• _TASK BRIEF_: Extract exactly the range of lines bounded by the line containing "Point out the skier's leg, one" and the final line of the listing, both ends included, and no other lines.

• _THE DATA_:
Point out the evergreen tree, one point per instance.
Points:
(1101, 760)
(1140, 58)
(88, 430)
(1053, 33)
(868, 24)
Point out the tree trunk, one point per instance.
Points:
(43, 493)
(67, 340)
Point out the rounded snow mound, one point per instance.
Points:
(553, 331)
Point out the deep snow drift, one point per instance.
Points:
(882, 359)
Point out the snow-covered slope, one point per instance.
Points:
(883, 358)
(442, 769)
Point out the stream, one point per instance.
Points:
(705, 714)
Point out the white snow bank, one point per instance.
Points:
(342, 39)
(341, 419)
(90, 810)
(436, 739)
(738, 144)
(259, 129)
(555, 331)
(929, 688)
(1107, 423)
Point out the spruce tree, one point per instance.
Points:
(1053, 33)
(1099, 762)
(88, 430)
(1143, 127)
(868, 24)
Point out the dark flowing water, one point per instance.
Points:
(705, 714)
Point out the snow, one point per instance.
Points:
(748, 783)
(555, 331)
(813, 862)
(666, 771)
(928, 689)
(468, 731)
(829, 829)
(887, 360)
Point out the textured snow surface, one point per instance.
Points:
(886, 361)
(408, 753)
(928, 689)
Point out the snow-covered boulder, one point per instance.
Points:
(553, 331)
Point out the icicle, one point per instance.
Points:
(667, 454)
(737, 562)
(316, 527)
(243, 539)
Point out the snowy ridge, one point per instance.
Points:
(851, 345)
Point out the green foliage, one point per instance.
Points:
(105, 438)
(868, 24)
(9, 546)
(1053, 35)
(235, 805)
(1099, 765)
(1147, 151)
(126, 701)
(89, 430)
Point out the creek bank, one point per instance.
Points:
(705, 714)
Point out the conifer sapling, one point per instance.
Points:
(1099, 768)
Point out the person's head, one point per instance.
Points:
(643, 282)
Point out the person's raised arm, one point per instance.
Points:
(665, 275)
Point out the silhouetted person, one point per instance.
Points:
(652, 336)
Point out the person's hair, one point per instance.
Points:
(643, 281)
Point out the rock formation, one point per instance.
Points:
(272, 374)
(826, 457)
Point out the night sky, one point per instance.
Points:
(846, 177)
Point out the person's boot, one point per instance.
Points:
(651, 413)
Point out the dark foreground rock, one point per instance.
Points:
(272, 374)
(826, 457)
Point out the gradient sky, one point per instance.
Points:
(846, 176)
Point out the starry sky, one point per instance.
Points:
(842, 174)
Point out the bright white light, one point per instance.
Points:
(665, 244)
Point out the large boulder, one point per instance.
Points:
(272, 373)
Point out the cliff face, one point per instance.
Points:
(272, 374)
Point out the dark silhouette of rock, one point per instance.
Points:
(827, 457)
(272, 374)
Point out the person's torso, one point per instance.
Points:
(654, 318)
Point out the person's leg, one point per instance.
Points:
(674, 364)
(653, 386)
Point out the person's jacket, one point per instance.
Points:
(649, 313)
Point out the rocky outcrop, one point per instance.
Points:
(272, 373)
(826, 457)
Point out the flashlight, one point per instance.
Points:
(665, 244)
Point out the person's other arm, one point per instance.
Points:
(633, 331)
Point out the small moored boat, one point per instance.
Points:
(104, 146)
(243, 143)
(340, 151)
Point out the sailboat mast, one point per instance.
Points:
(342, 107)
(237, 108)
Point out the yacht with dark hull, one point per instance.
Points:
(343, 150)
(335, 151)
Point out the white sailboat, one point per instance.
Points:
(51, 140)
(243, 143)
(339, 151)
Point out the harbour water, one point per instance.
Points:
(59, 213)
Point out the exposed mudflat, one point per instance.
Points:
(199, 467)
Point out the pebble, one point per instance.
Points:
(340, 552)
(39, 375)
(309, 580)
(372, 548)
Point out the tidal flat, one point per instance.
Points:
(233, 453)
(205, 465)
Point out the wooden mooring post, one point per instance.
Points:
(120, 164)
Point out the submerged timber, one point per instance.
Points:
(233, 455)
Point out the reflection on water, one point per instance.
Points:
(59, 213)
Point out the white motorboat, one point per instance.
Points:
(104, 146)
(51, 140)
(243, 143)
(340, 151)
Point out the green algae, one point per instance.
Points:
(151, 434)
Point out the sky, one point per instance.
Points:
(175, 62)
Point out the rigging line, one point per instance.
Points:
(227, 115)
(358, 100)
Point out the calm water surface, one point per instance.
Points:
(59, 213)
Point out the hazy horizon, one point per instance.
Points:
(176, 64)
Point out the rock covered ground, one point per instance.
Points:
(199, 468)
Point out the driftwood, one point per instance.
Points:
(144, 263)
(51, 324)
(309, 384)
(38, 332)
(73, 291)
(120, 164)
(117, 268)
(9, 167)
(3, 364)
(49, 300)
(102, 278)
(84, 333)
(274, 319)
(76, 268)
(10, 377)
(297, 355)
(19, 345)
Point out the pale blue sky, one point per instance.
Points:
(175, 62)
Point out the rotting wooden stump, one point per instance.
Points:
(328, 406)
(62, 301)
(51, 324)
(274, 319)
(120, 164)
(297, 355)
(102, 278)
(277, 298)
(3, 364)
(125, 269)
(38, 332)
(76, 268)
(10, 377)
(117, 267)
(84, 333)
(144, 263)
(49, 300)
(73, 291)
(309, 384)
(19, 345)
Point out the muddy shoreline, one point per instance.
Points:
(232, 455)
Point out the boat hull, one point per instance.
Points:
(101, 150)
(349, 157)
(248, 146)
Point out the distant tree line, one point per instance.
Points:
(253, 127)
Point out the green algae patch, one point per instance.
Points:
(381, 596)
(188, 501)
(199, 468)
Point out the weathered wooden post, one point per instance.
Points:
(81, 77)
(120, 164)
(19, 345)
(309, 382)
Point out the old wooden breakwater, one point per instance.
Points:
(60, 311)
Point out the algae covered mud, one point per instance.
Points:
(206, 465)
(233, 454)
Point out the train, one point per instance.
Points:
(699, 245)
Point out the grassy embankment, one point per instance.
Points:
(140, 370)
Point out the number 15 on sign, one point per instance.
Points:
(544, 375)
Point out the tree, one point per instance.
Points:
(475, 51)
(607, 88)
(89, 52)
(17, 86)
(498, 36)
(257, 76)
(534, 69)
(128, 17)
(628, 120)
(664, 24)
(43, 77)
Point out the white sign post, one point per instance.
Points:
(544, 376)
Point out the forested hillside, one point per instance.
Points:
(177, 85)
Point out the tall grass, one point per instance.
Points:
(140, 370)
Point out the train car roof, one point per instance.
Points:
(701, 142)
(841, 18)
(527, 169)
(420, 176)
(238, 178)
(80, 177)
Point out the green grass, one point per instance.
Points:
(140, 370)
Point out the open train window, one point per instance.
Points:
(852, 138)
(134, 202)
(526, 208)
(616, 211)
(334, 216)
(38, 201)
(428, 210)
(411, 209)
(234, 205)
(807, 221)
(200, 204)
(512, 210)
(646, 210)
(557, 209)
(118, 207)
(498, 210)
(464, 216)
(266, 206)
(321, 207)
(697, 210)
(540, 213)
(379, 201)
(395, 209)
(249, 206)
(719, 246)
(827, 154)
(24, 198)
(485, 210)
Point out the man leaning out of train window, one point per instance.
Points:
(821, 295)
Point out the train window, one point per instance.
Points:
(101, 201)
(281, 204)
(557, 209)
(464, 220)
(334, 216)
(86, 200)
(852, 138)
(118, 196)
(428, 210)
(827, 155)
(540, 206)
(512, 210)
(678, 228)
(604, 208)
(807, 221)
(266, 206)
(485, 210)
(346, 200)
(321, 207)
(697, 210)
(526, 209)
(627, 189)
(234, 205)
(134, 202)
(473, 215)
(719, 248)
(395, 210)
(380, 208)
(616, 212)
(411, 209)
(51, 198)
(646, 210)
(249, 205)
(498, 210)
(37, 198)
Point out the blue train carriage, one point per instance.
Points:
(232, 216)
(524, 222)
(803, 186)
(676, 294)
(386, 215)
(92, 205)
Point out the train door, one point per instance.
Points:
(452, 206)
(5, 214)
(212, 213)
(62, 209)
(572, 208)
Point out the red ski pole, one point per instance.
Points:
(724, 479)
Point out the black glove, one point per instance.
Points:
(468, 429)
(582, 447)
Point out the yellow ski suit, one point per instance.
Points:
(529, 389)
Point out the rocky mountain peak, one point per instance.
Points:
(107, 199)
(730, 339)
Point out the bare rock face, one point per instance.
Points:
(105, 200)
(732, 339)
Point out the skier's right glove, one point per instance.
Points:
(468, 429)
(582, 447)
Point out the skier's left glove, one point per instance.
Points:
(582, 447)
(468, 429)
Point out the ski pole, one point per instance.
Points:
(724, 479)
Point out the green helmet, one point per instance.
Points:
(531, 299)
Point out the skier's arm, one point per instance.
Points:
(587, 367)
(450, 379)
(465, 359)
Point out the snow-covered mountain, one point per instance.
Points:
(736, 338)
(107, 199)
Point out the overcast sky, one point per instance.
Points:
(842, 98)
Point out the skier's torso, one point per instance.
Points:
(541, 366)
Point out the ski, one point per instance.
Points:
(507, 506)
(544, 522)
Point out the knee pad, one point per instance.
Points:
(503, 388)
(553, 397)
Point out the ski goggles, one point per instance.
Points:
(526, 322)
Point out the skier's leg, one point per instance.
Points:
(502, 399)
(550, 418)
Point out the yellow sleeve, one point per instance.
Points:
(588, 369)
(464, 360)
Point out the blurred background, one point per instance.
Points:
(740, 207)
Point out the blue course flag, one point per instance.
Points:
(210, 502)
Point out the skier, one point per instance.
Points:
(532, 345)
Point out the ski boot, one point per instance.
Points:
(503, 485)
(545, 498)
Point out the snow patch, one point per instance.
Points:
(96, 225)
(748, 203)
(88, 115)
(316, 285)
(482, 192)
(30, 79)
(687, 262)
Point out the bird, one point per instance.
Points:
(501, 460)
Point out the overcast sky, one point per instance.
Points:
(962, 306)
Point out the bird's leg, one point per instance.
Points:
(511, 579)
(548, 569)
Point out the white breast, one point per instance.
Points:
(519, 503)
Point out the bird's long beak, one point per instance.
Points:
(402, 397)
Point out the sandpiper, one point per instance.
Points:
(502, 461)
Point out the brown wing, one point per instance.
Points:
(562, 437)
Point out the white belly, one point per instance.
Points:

• _WORKED SOLUTION_:
Point out the skier's leg, one point per instance.
Points:
(502, 399)
(550, 418)
Point out the yellow sleeve, one point per instance.
Points:
(588, 369)
(464, 360)
Point out the blurred background, one point per instance.
Points:
(740, 207)
Point out the blue course flag, one point per instance.
Points:
(210, 502)
Point out the skier, one point per instance.
Points:
(532, 345)
Point out the ski boot, one point per instance.
Points:
(503, 485)
(545, 498)
Point out the snow patch, one point per instance.
Points:
(96, 225)
(748, 203)
(88, 115)
(316, 285)
(482, 192)
(30, 79)
(687, 262)
Point out the bird, one point per instance.
Points:
(501, 460)
Point out the overcast sky, one point per instance.
Points:
(962, 306)
Point out the bird's leg, one point per instance.
Points:
(511, 579)
(548, 569)
Point out the white breast, one point per instance.
Points:
(519, 503)
Point out the bird's long beak, one point per instance.
Points:
(402, 397)
Point out the sandpiper, one point per instance.
Points:
(502, 461)
Point out the brown wing, one point per instance.
Points:
(562, 437)
Point out the white belly, one point per instance.
Points:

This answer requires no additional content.